Je crois que cette vision est pour le moins réductrice et d’aucun pourrait ne pas partager ce point de vue.
Contrairement à ce à quoi on aurait pu s’attendre, les hommes ne sont pas à considérer par elle comme les ennemis, mais c’est davantage notre société patriarcale qui donne à la femme cette place, ce statut, de victime ou d’esclave.
Evidemment, le mouvement « Me too » est entre temps passé par là et a clairement donné un coup d’accélérateur à la lutte contre le sexisme.
Les propos tenus permettent sans doute d’ouvrir les yeux un peu plus grand et pointer le doigt sur les membres du genre masculin qui, malheureusement inconsciemment, se croyaient porteur de privilèges dû à ce qu’ils ont entre les jambes. En tant qu’homme, on ne pourra jamais ressentir, même un peu, ce qu’est d’être harcelé, dénigré ou injuriée parce qu’on est trop femme. Je crois en cette réalité et j’avoue être parfaitement conscient du privilège d’être né et non née.
Le vocabulaire utilisé dans ce livre est conforme à ce quoi je pouvais m’attendre à lire, et les propos, sur le fond, bien qu’on puisse y trouver à redire, notamment lorsqu’ils généralisent et théorisent, ont le mérite de faire réfléchir, en ce compris ceux qui ont toujours eu du respect pour le genre féminin et qui ont essayé de comprendre les femmes, et qui continuent à essayer de le faire.
Un anti-sexisme musclé
Critique de Veneziano (Paris, Inscrit le 4 mai 2005, 47 ans) - 28 septembre 2014
Elle livre un assez long passage sur la prostitution, en relatant sa propre expérience. Si elle n'est pas favorable à son développement, elle précise qu'il va être difficile de l'endiguer, car cette pratique constitue un moyen facile de se procurer de l'argent rapidement, ce qui n'enlève pas l'écoeurement de vendre son intimité. Mais, pour celles qui arrivent à passer cet a priori, les besoins financiers prennent le dessus et cela n'est pas condamnable. Elle n'en fait pas l'apologie, mais explique le mécanisme ; c'est intéressant.
Elle relate bien également son combat contre le viol, avec tout ce que cela a de fatigant, à la longue, avec ces témoignages en série qui lui sont fait. Elle ne manque pas de courage.
Je partage moins son avis sur le cinéma pornographique. Elle défend certes sa paroisse, mais assimiler cela à des films ordinaires, car ce segment peut tout aussi bien produire des oeuvres de qualité, relève quelque peu du raccourci. Elle spécifie en quoi les hardeuses inspirent du respect.

**ENTRÉES BRUTES:**
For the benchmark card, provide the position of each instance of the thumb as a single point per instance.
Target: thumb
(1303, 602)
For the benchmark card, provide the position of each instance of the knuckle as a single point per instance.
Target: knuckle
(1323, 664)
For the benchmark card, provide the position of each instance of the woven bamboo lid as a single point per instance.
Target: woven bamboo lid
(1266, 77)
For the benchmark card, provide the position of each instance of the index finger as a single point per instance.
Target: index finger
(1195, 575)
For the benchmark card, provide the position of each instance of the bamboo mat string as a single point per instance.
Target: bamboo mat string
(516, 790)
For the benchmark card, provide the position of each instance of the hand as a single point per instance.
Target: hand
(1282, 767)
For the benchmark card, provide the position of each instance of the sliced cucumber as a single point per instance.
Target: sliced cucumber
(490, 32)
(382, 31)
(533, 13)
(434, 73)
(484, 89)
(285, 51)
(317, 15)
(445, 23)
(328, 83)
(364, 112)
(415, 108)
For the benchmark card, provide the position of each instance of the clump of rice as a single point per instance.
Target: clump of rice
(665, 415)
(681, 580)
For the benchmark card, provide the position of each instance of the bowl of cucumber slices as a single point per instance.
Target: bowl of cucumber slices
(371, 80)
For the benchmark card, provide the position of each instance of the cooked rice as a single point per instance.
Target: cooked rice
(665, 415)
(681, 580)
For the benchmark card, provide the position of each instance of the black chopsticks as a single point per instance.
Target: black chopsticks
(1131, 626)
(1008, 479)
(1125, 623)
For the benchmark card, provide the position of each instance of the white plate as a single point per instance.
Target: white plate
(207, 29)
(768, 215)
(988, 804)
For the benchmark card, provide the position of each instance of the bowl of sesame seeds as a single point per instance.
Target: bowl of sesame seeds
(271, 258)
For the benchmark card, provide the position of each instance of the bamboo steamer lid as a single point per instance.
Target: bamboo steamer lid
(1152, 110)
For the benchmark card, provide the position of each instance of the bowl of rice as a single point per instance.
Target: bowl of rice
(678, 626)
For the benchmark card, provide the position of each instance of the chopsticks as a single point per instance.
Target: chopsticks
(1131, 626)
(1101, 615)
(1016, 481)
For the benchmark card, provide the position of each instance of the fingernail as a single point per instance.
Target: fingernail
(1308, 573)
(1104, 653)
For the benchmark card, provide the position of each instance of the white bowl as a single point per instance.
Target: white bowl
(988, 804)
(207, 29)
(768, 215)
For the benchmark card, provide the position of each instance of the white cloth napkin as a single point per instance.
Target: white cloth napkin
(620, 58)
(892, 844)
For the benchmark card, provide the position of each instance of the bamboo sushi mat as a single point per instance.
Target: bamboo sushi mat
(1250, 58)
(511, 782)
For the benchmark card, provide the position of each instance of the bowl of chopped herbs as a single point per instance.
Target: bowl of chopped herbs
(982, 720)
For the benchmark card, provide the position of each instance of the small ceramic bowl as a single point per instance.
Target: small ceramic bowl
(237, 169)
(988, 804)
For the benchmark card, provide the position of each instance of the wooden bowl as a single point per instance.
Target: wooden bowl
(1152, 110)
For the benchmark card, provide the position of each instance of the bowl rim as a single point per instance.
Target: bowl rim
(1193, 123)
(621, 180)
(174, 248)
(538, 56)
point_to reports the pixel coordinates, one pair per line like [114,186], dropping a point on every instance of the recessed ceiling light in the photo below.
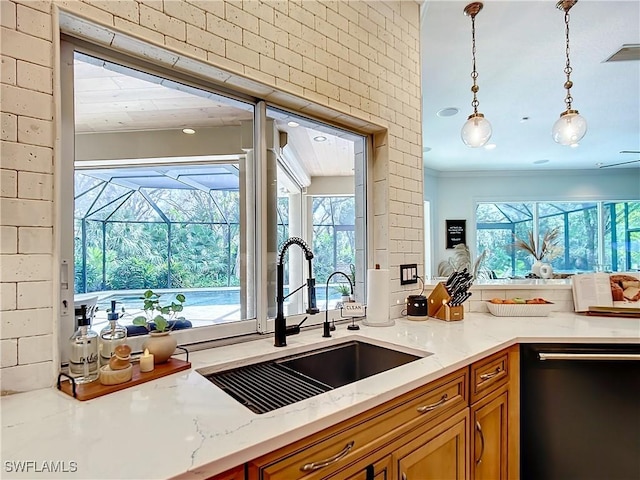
[448,112]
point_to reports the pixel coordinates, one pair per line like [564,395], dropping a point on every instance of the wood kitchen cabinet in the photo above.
[440,453]
[494,432]
[462,426]
[374,438]
[236,473]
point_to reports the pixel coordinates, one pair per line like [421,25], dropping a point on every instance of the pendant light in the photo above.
[571,126]
[477,130]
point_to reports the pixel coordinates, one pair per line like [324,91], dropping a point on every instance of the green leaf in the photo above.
[141,321]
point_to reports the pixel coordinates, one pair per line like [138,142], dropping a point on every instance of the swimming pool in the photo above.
[208,306]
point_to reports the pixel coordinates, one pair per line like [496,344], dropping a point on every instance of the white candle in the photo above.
[146,361]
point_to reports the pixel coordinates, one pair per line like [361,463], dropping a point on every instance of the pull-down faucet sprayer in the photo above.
[281,330]
[326,327]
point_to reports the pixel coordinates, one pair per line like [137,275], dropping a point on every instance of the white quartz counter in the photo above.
[182,425]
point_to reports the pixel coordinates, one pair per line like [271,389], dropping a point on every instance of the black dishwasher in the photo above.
[580,412]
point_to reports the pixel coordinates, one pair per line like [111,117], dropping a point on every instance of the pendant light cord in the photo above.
[474,74]
[567,69]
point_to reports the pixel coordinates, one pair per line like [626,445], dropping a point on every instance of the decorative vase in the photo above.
[162,345]
[535,268]
[546,271]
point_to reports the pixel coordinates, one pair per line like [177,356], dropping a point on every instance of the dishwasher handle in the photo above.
[590,356]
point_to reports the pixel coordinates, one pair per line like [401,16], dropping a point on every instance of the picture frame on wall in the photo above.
[456,232]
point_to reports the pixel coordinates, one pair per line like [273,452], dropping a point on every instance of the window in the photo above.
[168,190]
[581,246]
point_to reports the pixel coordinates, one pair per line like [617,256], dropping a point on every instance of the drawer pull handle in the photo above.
[487,376]
[479,429]
[310,467]
[433,406]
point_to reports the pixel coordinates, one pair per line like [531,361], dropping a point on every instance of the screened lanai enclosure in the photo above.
[160,227]
[593,236]
[176,228]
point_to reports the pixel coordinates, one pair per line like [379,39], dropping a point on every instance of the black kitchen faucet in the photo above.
[281,329]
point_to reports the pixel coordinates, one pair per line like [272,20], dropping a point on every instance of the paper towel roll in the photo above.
[378,297]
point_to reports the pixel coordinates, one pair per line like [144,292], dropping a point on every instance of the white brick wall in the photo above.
[358,57]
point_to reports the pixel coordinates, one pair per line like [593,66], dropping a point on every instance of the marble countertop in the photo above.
[183,426]
[514,284]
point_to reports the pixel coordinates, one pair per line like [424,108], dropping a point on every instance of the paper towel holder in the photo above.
[384,323]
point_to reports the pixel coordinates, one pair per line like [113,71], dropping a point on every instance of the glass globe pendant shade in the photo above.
[569,128]
[476,131]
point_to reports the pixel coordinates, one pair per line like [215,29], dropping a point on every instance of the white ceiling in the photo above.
[520,61]
[520,55]
[112,98]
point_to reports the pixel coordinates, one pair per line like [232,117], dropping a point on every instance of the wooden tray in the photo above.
[87,391]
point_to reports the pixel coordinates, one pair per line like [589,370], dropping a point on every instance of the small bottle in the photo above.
[111,336]
[83,357]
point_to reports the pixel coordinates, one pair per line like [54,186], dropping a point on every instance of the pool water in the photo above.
[227,299]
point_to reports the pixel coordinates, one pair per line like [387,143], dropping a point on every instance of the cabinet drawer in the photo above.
[489,374]
[323,454]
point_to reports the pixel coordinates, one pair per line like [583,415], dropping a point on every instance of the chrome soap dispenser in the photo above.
[111,336]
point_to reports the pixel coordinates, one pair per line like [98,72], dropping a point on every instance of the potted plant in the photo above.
[547,249]
[159,319]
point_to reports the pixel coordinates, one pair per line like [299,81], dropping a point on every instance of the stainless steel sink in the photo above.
[347,363]
[266,386]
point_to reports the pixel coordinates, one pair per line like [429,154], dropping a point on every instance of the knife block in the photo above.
[438,305]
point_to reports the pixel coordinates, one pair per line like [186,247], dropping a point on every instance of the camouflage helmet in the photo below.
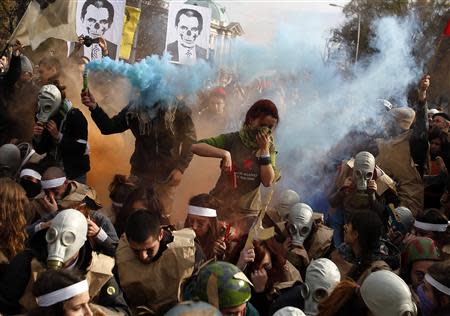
[222,284]
[193,308]
[420,248]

**EXERCICES À FAIRE:**
a - Reproduisez sans rien changer le passage de la critique de livre allant de « Je partage moins » jusqu'à « inspirent du respect. » inclus.
b - Transcrivez à l'identique les entrées, de leur toute première ligne jusqu'à la ligne contenant « (1125, 623) », celle-ci comprise.

**CORRIGÉS PAR EXERCICE:**
a -
Je partage moins son avis sur le cinéma pornographique. Elle défend certes sa paroisse, mais assimiler cela à des films ordinaires, car ce segment peut tout aussi bien produire des oeuvres de qualité, relève quelque peu du raccourci. Elle spécifie en quoi les hardeuses inspirent du respect.

b -
For the benchmark card, provide the position of each instance of the thumb as a single point per instance.
Target: thumb
(1303, 602)
For the benchmark card, provide the position of each instance of the knuckle as a single point per instance.
Target: knuckle
(1323, 664)
For the benchmark card, provide the position of each instance of the woven bamboo lid as a single point per instance.
Target: woven bamboo lid
(1266, 77)
For the benchmark card, provide the position of each instance of the index finger as a single point per instance.
Target: index finger
(1195, 575)
For the benchmark card, provide the position of each instance of the bamboo mat string as a single point per instance.
Target: bamboo mat string
(516, 790)
For the benchmark card, provide the position of each instance of the hand as a single point per instance.
Target: hand
(1282, 767)
For the benchmark card, provide the position of each instance of the sliced cucumber as a single point per instance.
Target: sliced cucumber
(490, 32)
(382, 31)
(533, 13)
(434, 73)
(484, 89)
(285, 51)
(317, 15)
(445, 23)
(328, 83)
(364, 112)
(415, 108)
For the benchmark card, provide the position of each instance of the clump of rice as a single point per instance.
Target: clump of rice
(665, 415)
(681, 580)
For the benchmark card, provide the position of each instance of the bowl of cucumber slices as a single point per instance.
Target: bowl of cucumber slices
(371, 80)
For the benchmark card, provide the position of each instance of the cooked rice as a single point per instance.
Target: cooked rice
(665, 415)
(681, 580)
For the benchmark card, provide the position of each instance of the black chopsticks as a single point per instance.
Target: black chopsticks
(1131, 626)
(1008, 479)
(1125, 623)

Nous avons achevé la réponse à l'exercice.